Yesterday evening, I provided testimony to the US Environmental Protection Agency (EPA) at a public hearing on the proposed rule on the Risk Management Program (RMP). The RMP requires the roughly 12,000 facilities across the United States that use extremely hazardous substances to develop Risk Management Plans that identify prevention and response measures for chemical disasters. The program was gutted in 2019 under the Trump administration and, following a series of listening sessions in 2021, the EPA under Michael Regan’s leadership proposed the “Safer Communities by Chemical Accident Prevention” rule. The proposal partially restores some prevention and response measures, but we think the rule could go further to prevent catastrophic incidents and protect public health and safety.
This week, EPA held three days of public hearings where chemical safety and environmental justice advocates, community organizers, and public health practitioners shared their expertise and called for a stronger rule. I testified alongside two of my UCS colleagues, calling on EPA to require RMP facilities to implement measures to prevent releases during extreme weather events; to require facilities to transition to safer processes and technologies; and to provide public, online access to RMP facility information and risk management plans.

**Information given:**

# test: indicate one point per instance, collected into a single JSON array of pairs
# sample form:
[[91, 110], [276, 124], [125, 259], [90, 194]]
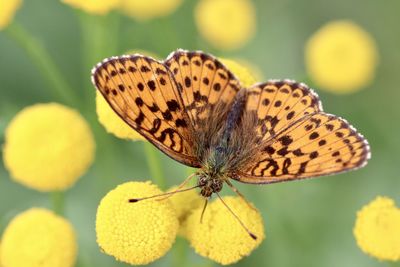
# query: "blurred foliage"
[[308, 223]]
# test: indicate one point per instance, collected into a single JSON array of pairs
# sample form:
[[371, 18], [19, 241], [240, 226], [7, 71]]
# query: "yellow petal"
[[39, 238], [341, 57], [48, 147], [136, 233]]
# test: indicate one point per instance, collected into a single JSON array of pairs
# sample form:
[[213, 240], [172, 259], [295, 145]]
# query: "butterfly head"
[[209, 184]]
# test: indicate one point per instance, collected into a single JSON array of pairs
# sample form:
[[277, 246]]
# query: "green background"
[[308, 223]]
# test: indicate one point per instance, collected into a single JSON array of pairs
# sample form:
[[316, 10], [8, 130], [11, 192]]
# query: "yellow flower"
[[341, 57], [246, 77], [377, 229], [112, 122], [48, 147], [39, 238], [7, 11], [148, 9], [226, 24], [220, 237], [136, 233], [98, 7], [184, 203]]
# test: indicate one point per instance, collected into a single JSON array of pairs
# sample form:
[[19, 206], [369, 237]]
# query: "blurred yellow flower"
[[184, 203], [148, 9], [98, 7], [7, 11], [220, 237], [39, 238], [112, 122], [226, 24], [136, 233], [341, 57], [245, 76], [377, 229], [48, 147]]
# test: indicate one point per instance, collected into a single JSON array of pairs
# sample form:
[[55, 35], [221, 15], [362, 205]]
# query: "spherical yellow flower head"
[[112, 122], [135, 233], [39, 238], [341, 57], [226, 24], [7, 11], [148, 9], [184, 203], [377, 229], [48, 147], [220, 236], [245, 76], [98, 7]]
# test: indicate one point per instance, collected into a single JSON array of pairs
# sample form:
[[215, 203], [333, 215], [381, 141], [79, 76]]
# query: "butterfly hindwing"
[[203, 82], [308, 143], [143, 92]]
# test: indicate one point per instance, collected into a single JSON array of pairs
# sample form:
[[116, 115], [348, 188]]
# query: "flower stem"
[[180, 253], [100, 39], [154, 164], [40, 57], [57, 199]]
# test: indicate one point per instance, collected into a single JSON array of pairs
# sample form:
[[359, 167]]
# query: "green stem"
[[57, 199], [40, 57], [154, 164], [100, 39]]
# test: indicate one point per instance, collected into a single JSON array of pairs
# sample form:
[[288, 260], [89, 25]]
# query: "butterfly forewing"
[[305, 144], [144, 94], [277, 104], [204, 82]]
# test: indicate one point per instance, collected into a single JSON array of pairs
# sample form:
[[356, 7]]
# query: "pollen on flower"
[[184, 203], [98, 7], [114, 124], [220, 236], [136, 233], [39, 238], [341, 57], [148, 9], [226, 24], [377, 229], [48, 147], [242, 72]]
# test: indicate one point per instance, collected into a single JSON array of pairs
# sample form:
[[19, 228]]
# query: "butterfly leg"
[[234, 189], [179, 187]]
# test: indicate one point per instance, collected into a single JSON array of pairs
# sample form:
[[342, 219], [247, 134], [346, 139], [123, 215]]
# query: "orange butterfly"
[[195, 110]]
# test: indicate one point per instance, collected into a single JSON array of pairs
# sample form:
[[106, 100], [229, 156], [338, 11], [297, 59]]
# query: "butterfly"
[[192, 108]]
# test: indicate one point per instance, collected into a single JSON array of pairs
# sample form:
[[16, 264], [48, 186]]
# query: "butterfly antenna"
[[134, 200], [237, 218], [203, 211], [234, 189]]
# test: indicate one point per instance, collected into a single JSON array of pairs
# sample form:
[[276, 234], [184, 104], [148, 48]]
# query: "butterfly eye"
[[216, 185]]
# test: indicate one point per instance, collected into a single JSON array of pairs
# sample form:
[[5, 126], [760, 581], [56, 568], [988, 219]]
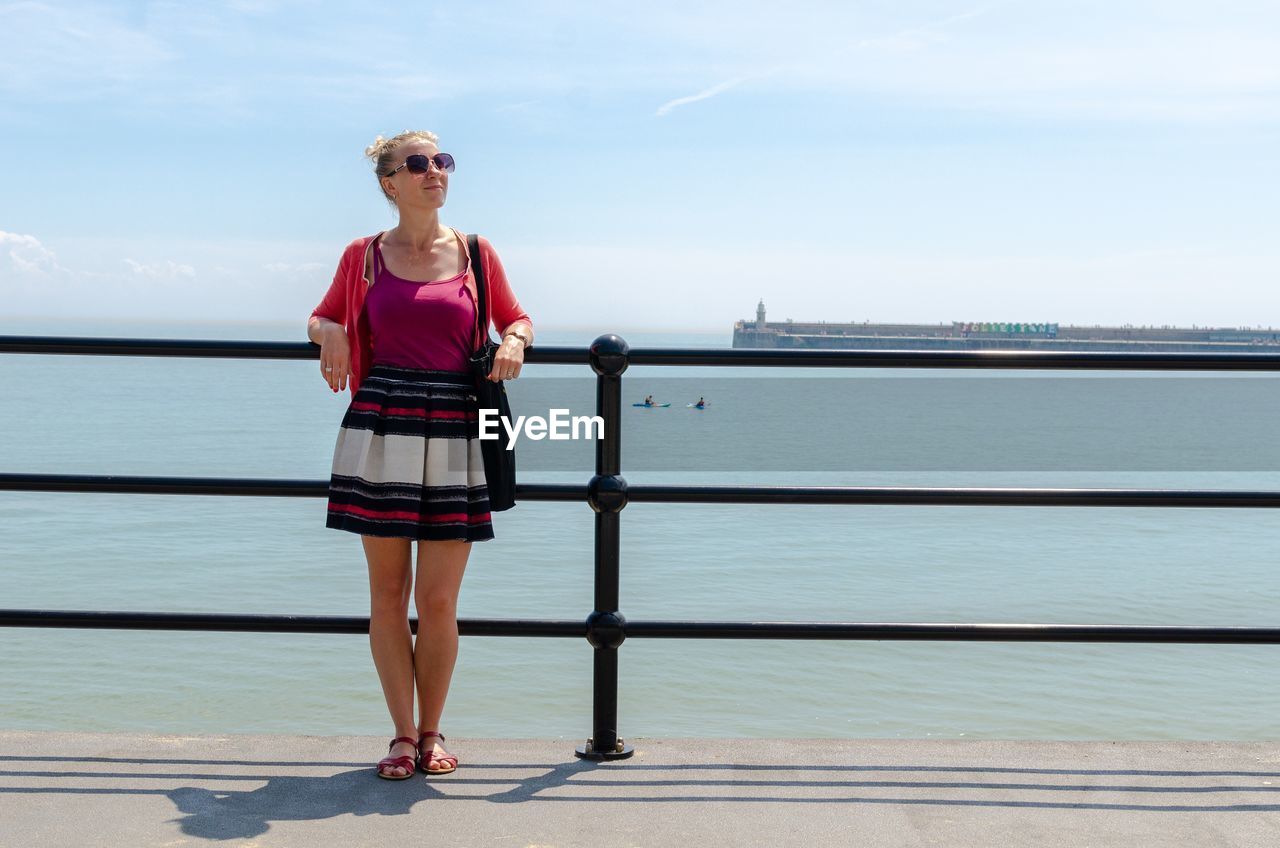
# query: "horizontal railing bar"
[[220, 349], [940, 632], [896, 632], [222, 621], [951, 496], [731, 356], [247, 487], [997, 359], [656, 493]]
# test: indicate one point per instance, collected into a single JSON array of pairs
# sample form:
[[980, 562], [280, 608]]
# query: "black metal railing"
[[607, 493]]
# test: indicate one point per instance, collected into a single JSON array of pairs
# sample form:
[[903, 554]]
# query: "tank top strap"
[[378, 258]]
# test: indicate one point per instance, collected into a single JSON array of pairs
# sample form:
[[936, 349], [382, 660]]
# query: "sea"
[[135, 415]]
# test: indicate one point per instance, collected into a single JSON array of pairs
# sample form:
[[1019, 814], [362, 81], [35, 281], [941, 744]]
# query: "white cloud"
[[163, 270], [702, 95], [26, 255]]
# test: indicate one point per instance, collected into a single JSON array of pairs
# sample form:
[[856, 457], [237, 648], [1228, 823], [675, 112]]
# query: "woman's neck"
[[416, 231]]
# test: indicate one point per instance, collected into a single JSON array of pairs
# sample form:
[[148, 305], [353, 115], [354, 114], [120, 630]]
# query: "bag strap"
[[481, 285]]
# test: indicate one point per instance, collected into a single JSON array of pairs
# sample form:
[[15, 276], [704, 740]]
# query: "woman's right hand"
[[336, 356]]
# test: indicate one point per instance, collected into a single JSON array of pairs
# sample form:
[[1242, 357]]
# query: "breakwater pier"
[[993, 336]]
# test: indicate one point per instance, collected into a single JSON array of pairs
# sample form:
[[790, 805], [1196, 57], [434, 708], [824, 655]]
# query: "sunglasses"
[[420, 164]]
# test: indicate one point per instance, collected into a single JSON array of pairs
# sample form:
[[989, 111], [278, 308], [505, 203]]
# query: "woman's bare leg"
[[389, 636], [435, 595]]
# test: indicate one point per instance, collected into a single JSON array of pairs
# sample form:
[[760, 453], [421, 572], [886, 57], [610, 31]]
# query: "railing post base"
[[622, 751]]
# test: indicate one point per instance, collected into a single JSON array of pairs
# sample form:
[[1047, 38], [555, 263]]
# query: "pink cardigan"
[[344, 301]]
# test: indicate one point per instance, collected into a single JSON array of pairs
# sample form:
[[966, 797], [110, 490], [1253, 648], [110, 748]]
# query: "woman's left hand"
[[507, 359]]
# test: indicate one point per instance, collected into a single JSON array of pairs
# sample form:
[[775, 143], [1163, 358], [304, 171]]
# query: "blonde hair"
[[382, 150]]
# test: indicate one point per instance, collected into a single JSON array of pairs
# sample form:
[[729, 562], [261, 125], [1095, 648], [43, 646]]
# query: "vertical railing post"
[[607, 495]]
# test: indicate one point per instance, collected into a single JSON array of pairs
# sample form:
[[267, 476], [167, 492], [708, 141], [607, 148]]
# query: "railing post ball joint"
[[607, 495]]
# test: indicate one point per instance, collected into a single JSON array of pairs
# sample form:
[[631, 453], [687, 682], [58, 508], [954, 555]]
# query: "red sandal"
[[425, 757], [406, 761]]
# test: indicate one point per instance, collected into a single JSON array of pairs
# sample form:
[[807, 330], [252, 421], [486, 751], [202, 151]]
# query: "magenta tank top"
[[416, 324]]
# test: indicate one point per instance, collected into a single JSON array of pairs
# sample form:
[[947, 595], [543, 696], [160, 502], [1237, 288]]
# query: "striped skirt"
[[407, 461]]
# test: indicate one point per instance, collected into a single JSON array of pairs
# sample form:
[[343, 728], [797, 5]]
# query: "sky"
[[658, 165]]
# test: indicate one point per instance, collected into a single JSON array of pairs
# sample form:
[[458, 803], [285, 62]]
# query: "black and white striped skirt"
[[407, 461]]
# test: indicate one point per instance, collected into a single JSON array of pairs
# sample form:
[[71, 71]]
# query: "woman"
[[398, 324]]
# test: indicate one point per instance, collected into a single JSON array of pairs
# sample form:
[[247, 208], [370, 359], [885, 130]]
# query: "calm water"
[[174, 416]]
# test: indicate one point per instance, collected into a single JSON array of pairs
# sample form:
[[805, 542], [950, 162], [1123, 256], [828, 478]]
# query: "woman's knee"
[[434, 603]]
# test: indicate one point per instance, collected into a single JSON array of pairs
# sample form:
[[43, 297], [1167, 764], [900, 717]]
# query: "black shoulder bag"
[[499, 463]]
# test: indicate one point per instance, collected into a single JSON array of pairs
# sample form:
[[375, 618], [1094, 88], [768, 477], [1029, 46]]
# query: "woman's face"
[[426, 190]]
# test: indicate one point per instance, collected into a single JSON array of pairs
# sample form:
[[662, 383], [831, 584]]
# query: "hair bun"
[[375, 149]]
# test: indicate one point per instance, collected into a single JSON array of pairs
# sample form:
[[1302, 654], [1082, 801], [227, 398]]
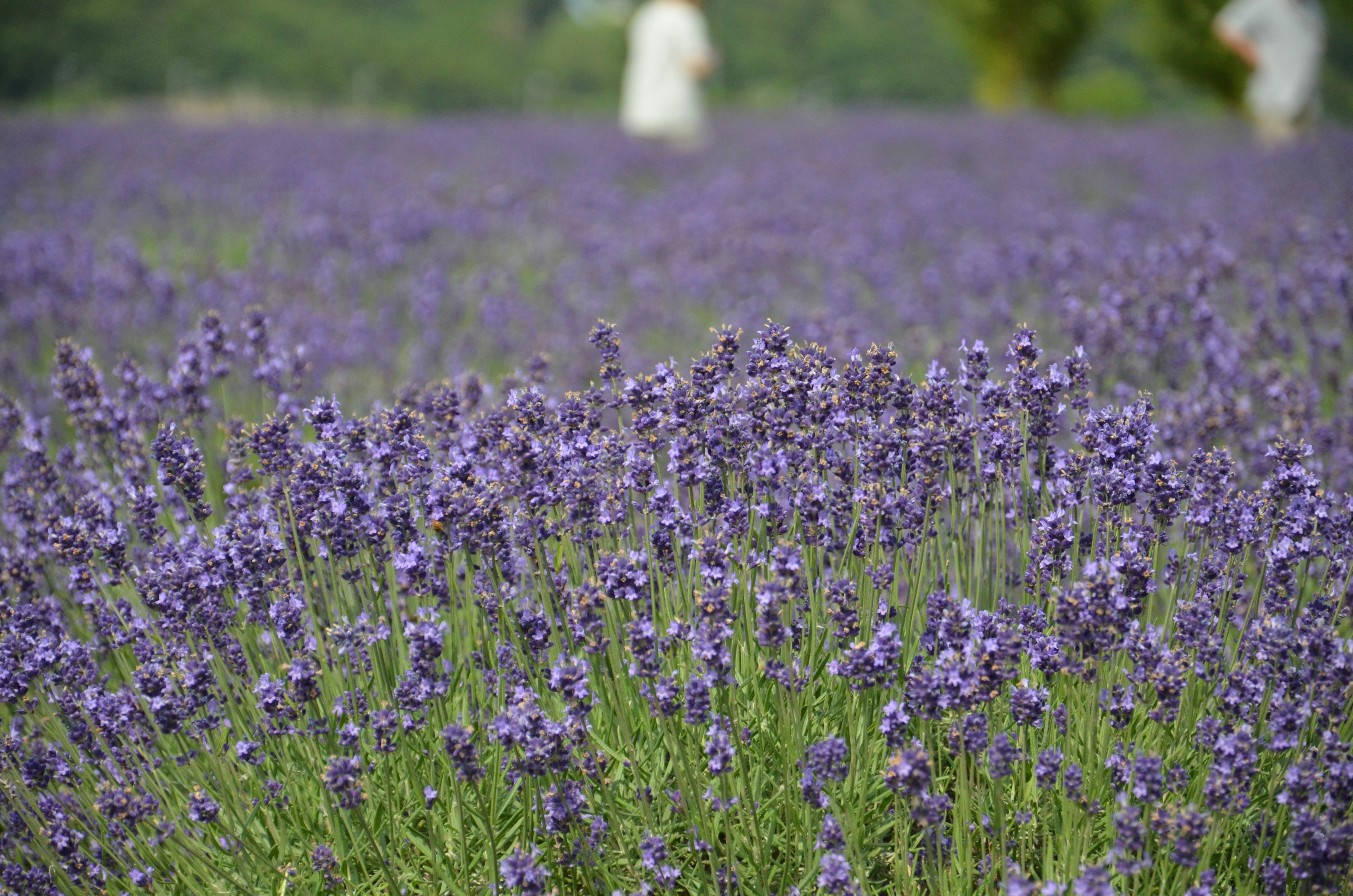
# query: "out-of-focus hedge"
[[463, 55]]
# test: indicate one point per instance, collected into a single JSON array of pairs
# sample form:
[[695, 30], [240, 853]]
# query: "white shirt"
[[661, 95], [1289, 37]]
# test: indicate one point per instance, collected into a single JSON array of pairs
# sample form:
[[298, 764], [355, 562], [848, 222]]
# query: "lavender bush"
[[772, 624], [1180, 259], [785, 619]]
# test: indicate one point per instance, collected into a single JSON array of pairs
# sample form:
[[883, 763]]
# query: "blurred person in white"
[[669, 56], [1283, 43]]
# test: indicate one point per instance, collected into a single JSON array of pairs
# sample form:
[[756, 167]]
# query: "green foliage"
[[1023, 47], [839, 51], [577, 66], [425, 53], [1180, 36], [1339, 61], [1108, 93]]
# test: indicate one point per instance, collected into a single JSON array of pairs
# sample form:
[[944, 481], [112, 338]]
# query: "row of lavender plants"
[[774, 623], [1184, 262]]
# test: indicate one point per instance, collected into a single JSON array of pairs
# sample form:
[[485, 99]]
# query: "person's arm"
[[700, 57], [1237, 43]]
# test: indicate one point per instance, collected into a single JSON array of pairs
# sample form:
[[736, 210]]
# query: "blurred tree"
[[425, 53], [1023, 48], [838, 51], [1339, 61], [1180, 36]]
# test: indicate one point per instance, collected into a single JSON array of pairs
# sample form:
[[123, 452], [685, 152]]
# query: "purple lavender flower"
[[894, 726], [835, 875], [1029, 704], [520, 872], [653, 852], [719, 748], [908, 772], [343, 780], [1003, 756]]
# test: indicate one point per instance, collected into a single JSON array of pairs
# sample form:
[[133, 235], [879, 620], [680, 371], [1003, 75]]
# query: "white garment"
[[661, 95], [1289, 37]]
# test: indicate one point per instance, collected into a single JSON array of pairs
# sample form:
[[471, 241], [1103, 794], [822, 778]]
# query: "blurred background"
[[1117, 59]]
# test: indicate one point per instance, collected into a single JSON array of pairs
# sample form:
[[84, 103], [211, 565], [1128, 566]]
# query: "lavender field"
[[871, 504]]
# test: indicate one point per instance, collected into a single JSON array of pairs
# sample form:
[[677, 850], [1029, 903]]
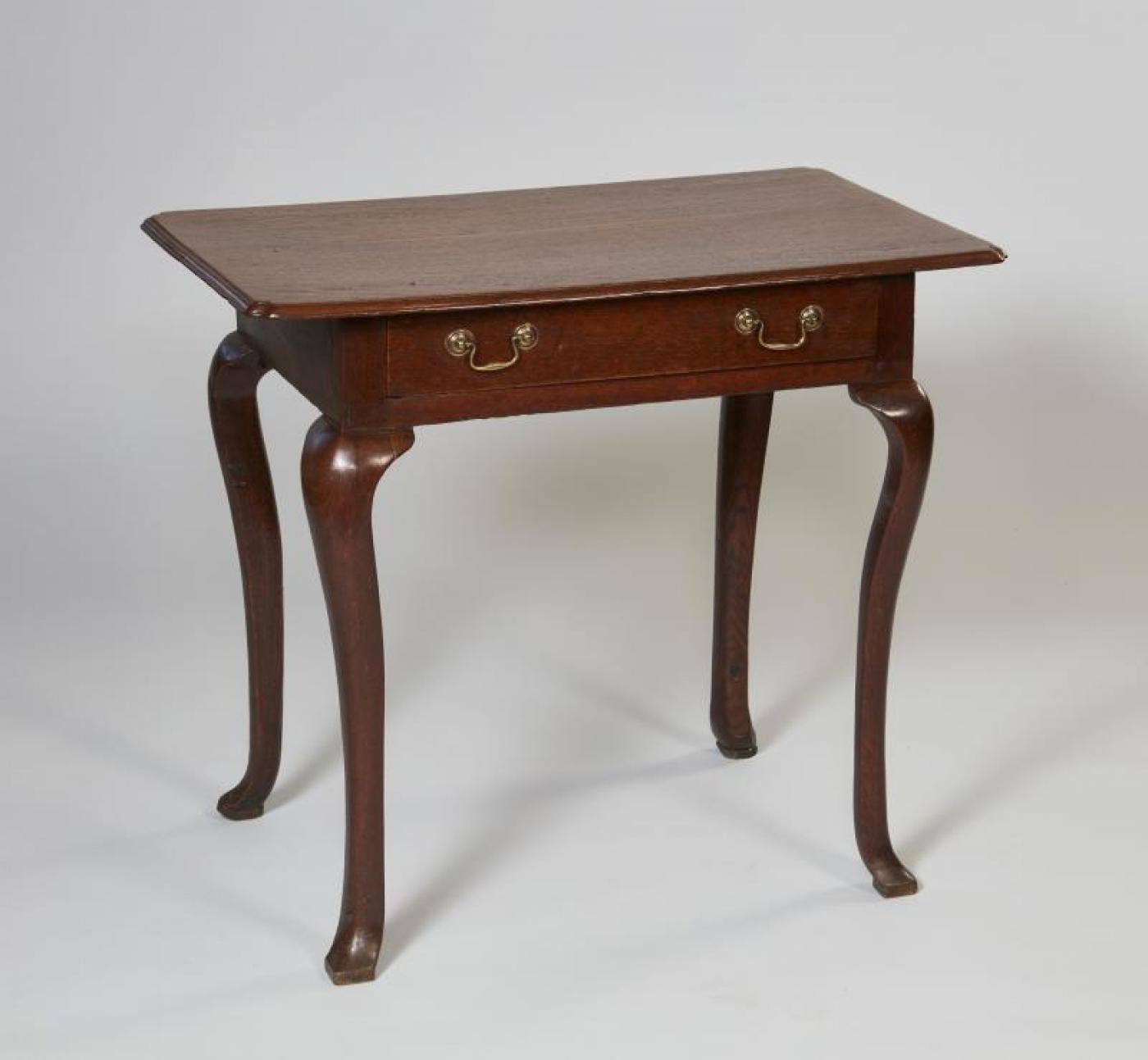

**Directions:**
- 1) Translate this sentence from the EPA hearing text into Spanish: "The proposal partially restores some prevention and response measures, but we think the rule could go further to prevent catastrophic incidents and protect public health and safety."
- 2) Rewrite the records as a numbered list. Include everything from the first line of the records down to the line containing "[[39, 238], [341, 57], [48, 147], [136, 233]]", with both of those lines included. Leave out blank lines and the pictures.
The EPA hearing text and the records have nothing to do with each other.

**Answers per task:**
- 1) La propuesta restablece parcialmente algunas medidas de prevención y respuesta, pero creemos que la norma podría ir más allá para prevenir incidentes catastróficos y proteger la salud y la seguridad públicas.

- 2)
1. # test: indicate one point per instance, collected into a single JSON array of pairs
2. # sample form:
3. [[91, 110], [276, 124], [125, 259], [90, 194]]
4. # query: "blurred foliage"
5. [[308, 223]]
6. # test: indicate one point per instance, collected into a single JSON array of pairs
7. # sample form:
8. [[371, 18], [19, 241], [240, 226], [7, 71]]
9. # query: "yellow petal"
10. [[39, 238], [341, 57], [48, 147], [136, 233]]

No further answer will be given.